At Gateway Church in Austin, we concluded our series: Heart Scan. Rick Shurtz shared about bringing healing to others in spite of and as a result of our wounds called “Heart Scan – Healing Agents.”
Apply the Scriptures to your life with the Next Steps.
You can watch the message Rick shared at the McNeil campus at www.gatewaychurch.com/podcast.
“We’re in a series about the heart, about wounds, about how heart-wounds effect our lives, our relationships, our personal well-being. To one degree or another, we all carry wounds. To one degree or another, we all do our best to laugh, to create, to enjoy life, to be all we were created and gifted to be. But to one degree or another, we all do battle with wounds, with hardship, with destructive habits, with despairing thoughts.
I’m actually going to takes things a bit farther today than many of us will initially think we can go with this topic.
You start pealing back the layers of our hearts, and you start discovering wounds and problems and issues you know you need to do business with, and it’s natural to have the kind of response that says…
“Okay, I get it, now let me go over here by myself for a bit, leave me a lone for a bit, because I need to get this fixed over here. Don’t ask me to do anything, don’t ask me to take any risks, don’t ask me to take on any responsibilities. I need to get myself to a healthy place, so just let me be over here by myself for a bit.”
Today I’m actually going to do the opposite of that.
I’m going to encourage us to “bring our wounds out here in the open,” and even a bit more than that, I’m going to address the idea of being what we call wounded healers.
In our first week of this series, and throughout the series, John has made an important observation. He has repeatedly said…
Hurt people hurt people.

[Given problem 1]
Answer these questions using the sermon excerpt.
(a) What was the name of the series that concluded at Gateway Church in Austin?
(b) At which campus did Rick Shurtz share the message?
(c) What observation has John repeatedly made throughout the series?
[Given problem 2] Write out the passage of the sermon excerpt from "I’m actually going to takes" to "call wounded healers.".

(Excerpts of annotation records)
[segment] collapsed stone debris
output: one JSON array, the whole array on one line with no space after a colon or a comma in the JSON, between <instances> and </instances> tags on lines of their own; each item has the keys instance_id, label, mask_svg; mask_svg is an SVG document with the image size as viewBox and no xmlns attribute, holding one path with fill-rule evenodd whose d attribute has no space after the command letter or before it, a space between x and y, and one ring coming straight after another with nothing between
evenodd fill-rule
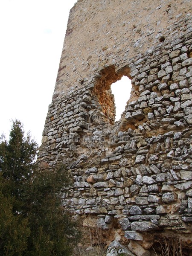
<instances>
[{"instance_id":1,"label":"collapsed stone debris","mask_svg":"<svg viewBox=\"0 0 192 256\"><path fill-rule=\"evenodd\" d=\"M41 166L73 179L63 205L136 255L165 237L192 248L190 2L78 1L45 122ZM115 123L123 76L132 90Z\"/></svg>"}]
</instances>

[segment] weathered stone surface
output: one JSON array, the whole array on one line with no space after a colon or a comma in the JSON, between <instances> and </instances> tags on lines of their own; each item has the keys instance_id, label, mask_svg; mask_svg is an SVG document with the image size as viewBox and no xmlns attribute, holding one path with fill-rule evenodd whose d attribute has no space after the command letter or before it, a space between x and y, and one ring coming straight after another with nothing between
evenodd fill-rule
<instances>
[{"instance_id":1,"label":"weathered stone surface","mask_svg":"<svg viewBox=\"0 0 192 256\"><path fill-rule=\"evenodd\" d=\"M154 184L156 183L156 181L154 180L153 178L147 176L143 176L142 181L143 183L145 183L145 184L147 184L148 185L151 185L151 184Z\"/></svg>"},{"instance_id":2,"label":"weathered stone surface","mask_svg":"<svg viewBox=\"0 0 192 256\"><path fill-rule=\"evenodd\" d=\"M176 200L177 195L175 193L168 192L162 196L162 202L165 204L171 204Z\"/></svg>"},{"instance_id":3,"label":"weathered stone surface","mask_svg":"<svg viewBox=\"0 0 192 256\"><path fill-rule=\"evenodd\" d=\"M129 213L131 215L140 215L142 214L142 211L140 207L135 205L132 206L129 209Z\"/></svg>"},{"instance_id":4,"label":"weathered stone surface","mask_svg":"<svg viewBox=\"0 0 192 256\"><path fill-rule=\"evenodd\" d=\"M131 223L127 218L124 218L118 220L118 223L122 229L124 230L126 230L131 227Z\"/></svg>"},{"instance_id":5,"label":"weathered stone surface","mask_svg":"<svg viewBox=\"0 0 192 256\"><path fill-rule=\"evenodd\" d=\"M134 221L131 224L133 231L149 231L158 230L158 226L150 221Z\"/></svg>"},{"instance_id":6,"label":"weathered stone surface","mask_svg":"<svg viewBox=\"0 0 192 256\"><path fill-rule=\"evenodd\" d=\"M160 205L156 208L155 212L156 214L164 214L166 213L165 208L162 205Z\"/></svg>"},{"instance_id":7,"label":"weathered stone surface","mask_svg":"<svg viewBox=\"0 0 192 256\"><path fill-rule=\"evenodd\" d=\"M105 181L100 181L99 182L96 182L94 184L94 187L96 188L108 188L108 183Z\"/></svg>"},{"instance_id":8,"label":"weathered stone surface","mask_svg":"<svg viewBox=\"0 0 192 256\"><path fill-rule=\"evenodd\" d=\"M128 245L129 250L131 251L137 256L150 256L151 253L144 249L138 243L131 240Z\"/></svg>"},{"instance_id":9,"label":"weathered stone surface","mask_svg":"<svg viewBox=\"0 0 192 256\"><path fill-rule=\"evenodd\" d=\"M125 237L128 239L134 240L142 241L143 239L143 235L136 231L125 231Z\"/></svg>"},{"instance_id":10,"label":"weathered stone surface","mask_svg":"<svg viewBox=\"0 0 192 256\"><path fill-rule=\"evenodd\" d=\"M38 160L51 171L64 163L72 214L113 227L109 239L140 230L146 249L157 230L191 236L192 7L123 2L72 9ZM131 93L115 122L110 88L123 76Z\"/></svg>"},{"instance_id":11,"label":"weathered stone surface","mask_svg":"<svg viewBox=\"0 0 192 256\"><path fill-rule=\"evenodd\" d=\"M172 227L177 226L182 227L183 224L181 217L176 215L169 215L162 216L158 221L158 224L160 227Z\"/></svg>"},{"instance_id":12,"label":"weathered stone surface","mask_svg":"<svg viewBox=\"0 0 192 256\"><path fill-rule=\"evenodd\" d=\"M98 227L103 230L109 229L112 227L111 224L105 222L103 218L98 219L96 224Z\"/></svg>"},{"instance_id":13,"label":"weathered stone surface","mask_svg":"<svg viewBox=\"0 0 192 256\"><path fill-rule=\"evenodd\" d=\"M111 243L108 247L106 256L118 256L121 253L128 256L135 256L129 250L116 240Z\"/></svg>"},{"instance_id":14,"label":"weathered stone surface","mask_svg":"<svg viewBox=\"0 0 192 256\"><path fill-rule=\"evenodd\" d=\"M183 183L181 183L178 185L175 185L174 186L178 189L184 190L185 189L188 189L191 187L192 185L192 182L191 181L186 181L186 182L184 182Z\"/></svg>"}]
</instances>

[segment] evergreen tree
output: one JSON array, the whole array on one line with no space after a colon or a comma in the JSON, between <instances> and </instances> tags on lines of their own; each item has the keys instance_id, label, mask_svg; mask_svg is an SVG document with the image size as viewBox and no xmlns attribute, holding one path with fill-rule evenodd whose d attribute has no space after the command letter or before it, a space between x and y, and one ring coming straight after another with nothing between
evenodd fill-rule
<instances>
[{"instance_id":1,"label":"evergreen tree","mask_svg":"<svg viewBox=\"0 0 192 256\"><path fill-rule=\"evenodd\" d=\"M63 166L39 171L37 143L13 122L0 142L0 255L71 255L79 232L61 207L70 179Z\"/></svg>"}]
</instances>

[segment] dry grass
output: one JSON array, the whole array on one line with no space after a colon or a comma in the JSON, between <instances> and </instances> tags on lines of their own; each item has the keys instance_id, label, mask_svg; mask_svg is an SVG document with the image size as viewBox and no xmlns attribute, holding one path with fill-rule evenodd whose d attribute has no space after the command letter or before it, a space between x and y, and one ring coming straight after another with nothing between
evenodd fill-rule
<instances>
[{"instance_id":1,"label":"dry grass","mask_svg":"<svg viewBox=\"0 0 192 256\"><path fill-rule=\"evenodd\" d=\"M182 248L179 241L175 239L166 240L158 243L158 246L153 247L155 256L183 256Z\"/></svg>"},{"instance_id":2,"label":"dry grass","mask_svg":"<svg viewBox=\"0 0 192 256\"><path fill-rule=\"evenodd\" d=\"M97 245L87 248L78 246L76 248L73 256L106 256L106 249L102 246Z\"/></svg>"}]
</instances>

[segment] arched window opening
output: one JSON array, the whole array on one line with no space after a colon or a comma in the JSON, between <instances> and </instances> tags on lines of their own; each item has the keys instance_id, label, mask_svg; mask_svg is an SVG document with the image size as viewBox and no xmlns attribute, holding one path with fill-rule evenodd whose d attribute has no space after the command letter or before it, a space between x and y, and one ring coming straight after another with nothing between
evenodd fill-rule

[Exercise answer 1]
(a) Heart Scan
(b) The McNeil campus
(c) Hurt people hurt people.

[Exercise answer 2]
I’m actually going to takes things a bit farther today than many of us will initially think we can go with this topic.
You start pealing back the layers of our hearts, and you start discovering wounds and problems and issues you know you need to do business with, and it’s natural to have the kind of response that says…
“Okay, I get it, now let me go over here by myself for a bit, leave me a lone for a bit, because I need to get this fixed over here. Don’t ask me to do anything, don’t ask me to take any risks, don’t ask me to take on any responsibilities. I need to get myself to a healthy place, so just let me be over here by myself for a bit.”
Today I’m actually going to do the opposite of that.
I’m going to encourage us to “bring our wounds out here in the open,” and even a bit more than that, I’m going to address the idea of being what we call wounded healers.